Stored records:
◆ ◆ ◆ ◆

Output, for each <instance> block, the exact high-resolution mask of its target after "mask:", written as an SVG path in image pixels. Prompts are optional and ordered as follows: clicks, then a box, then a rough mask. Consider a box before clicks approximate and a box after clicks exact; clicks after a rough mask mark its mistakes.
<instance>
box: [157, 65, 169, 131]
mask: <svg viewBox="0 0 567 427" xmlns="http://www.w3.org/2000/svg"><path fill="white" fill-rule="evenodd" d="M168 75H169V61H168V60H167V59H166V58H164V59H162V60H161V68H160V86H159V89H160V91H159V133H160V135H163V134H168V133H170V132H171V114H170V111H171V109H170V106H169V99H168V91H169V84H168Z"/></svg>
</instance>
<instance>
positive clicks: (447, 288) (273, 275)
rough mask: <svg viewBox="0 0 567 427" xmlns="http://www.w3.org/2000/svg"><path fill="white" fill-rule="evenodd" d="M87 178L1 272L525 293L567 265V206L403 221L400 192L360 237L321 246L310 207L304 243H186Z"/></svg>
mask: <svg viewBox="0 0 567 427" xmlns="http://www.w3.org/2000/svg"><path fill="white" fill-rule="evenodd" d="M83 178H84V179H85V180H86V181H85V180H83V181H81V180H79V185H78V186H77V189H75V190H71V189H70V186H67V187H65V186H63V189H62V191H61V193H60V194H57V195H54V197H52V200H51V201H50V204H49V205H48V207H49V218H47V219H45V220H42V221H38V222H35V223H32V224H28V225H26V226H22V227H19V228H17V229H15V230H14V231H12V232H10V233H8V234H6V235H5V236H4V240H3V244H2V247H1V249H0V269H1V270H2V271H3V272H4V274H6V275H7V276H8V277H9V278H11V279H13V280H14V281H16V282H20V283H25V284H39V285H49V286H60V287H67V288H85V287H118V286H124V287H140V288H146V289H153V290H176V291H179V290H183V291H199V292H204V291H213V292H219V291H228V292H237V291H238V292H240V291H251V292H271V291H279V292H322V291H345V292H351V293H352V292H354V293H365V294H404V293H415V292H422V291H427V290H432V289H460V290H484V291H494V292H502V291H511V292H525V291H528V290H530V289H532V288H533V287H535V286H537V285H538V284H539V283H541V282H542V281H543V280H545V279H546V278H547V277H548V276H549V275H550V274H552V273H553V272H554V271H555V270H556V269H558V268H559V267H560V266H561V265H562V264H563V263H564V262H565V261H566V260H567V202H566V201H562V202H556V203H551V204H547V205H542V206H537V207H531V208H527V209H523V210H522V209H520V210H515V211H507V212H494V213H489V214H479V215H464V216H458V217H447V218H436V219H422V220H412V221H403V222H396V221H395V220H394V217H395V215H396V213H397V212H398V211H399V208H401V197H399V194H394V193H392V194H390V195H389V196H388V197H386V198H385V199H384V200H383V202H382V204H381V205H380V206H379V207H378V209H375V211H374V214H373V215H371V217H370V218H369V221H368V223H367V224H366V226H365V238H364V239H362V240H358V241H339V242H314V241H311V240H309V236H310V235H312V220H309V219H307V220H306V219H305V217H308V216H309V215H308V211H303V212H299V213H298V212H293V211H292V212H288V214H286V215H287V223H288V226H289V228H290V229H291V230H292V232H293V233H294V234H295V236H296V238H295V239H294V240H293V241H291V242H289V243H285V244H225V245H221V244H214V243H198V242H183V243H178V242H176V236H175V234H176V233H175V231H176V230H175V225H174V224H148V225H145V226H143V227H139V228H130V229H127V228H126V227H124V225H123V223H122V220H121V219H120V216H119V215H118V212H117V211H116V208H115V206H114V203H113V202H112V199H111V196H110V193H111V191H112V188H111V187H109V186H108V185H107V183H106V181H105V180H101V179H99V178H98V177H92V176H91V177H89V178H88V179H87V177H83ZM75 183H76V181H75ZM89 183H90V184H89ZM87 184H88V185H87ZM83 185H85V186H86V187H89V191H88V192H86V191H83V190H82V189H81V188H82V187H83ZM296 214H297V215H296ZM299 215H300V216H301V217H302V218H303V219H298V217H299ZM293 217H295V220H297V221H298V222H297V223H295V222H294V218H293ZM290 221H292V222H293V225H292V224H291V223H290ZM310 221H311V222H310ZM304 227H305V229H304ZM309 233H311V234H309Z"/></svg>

◆ ◆ ◆ ◆

* **Exercise goal**
Collect every line in the items above that contains the string "instance". Treat uppercase and lowercase as different.

* **Answer for this exercise**
Output, for each <instance> block, the exact high-resolution mask of its target after "mask:", written as an SVG path in image pixels. Prompts are optional and ordered as follows: clicks, then a box, then a rough mask. Consider a box before clicks approximate and a box after clicks exact; clicks after a rough mask mark its mistakes.
<instance>
</instance>
<instance>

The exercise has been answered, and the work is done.